## COMPLETE THE FOLLOWING
(a) Set down, word for word, the part of the forest passage that opens with the words containing "Most of the" and closes with "an ordinary landscape.".
(b) Answer these questions from the forest passage, one per line:
(i) Which elements of the forest are organized in a complex yet repetitive pattern?
(ii) What invades the spaces within the forest?
(iii) What is reflected in an ordinary landscape?
(c) Write what comes next in the forest passage, picking up after its final sentence.
— START OF SOURCE EXTRACT —
Most of the time, we find the landscape in a forest, for example, to be chaotic and messy, while at other times we feel a sense of tranquility from the complexity around us. All its elements – trees, leaves, branches and canopy – are organised in a very complex yet repetitive pattern. Light also invades the spaces within the forest.

All these elements stimulate my mind, as if I’ve had an exciting conversation with nature. If we stop and are mindful enough, we can appreciate more than the complexity of the branches and leaves. There is a sense of peace, resilience, cooperation, friendship and aging; and, of course, there is also a sense of ruthlessness and competition to survive: a complete human society is reflected in an ordinary landscape.
— END OF SOURCE EXTRACT —
— START OF PROVIDED DATA —
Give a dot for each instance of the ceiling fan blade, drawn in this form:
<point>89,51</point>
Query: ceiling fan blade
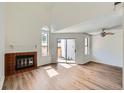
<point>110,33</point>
— END OF PROVIDED DATA —
## EXPECTED RESULTS
(a)
Most of the time, we find the landscape in a forest, for example, to be chaotic and messy, while at other times we feel a sense of tranquility from the complexity around us. All its elements – trees, leaves, branches and canopy – are organised in a very complex yet repetitive pattern. Light also invades the spaces within the forest.

All these elements stimulate my mind, as if I’ve had an exciting conversation with nature. If we stop and are mindful enough, we can appreciate more than the complexity of the branches and leaves. There is a sense of peace, resilience, cooperation, friendship and aging; and, of course, there is also a sense of ruthlessness and competition to survive: a complete human society is reflected in an ordinary landscape.

(b)
(i) Trees, leaves, branches and canopy
(ii) Light
(iii) A complete human society

(c)
We should strive to make the natural environment the focus of human social life. It not only benefits us through ecological processes and mitigation of climate change, but also in terms of economic growth. The Nature Institute (US) suggests a new way to see nature: “Only if we find ways of transforming our propensity to reduce the world to parts and mechanisms, will we be able to see, value, and protect the integrity of nature and the interconnectedness of all things.”4

In the 1980s, the Japanese developed a technique for forming a social relationship with nature called shinirin yoku, which means “taking in the forest atmosphere” or “forest bathing.” The process involves “being present” in the forest by walking and contemplating nature.5 Shinirin yoku is promoted as offering health benefits and creating a robust physique. I see this activity as not only beneficial to humans, but to nature, too. It is a social-geographical and spatial activity that takes place between humans and nature.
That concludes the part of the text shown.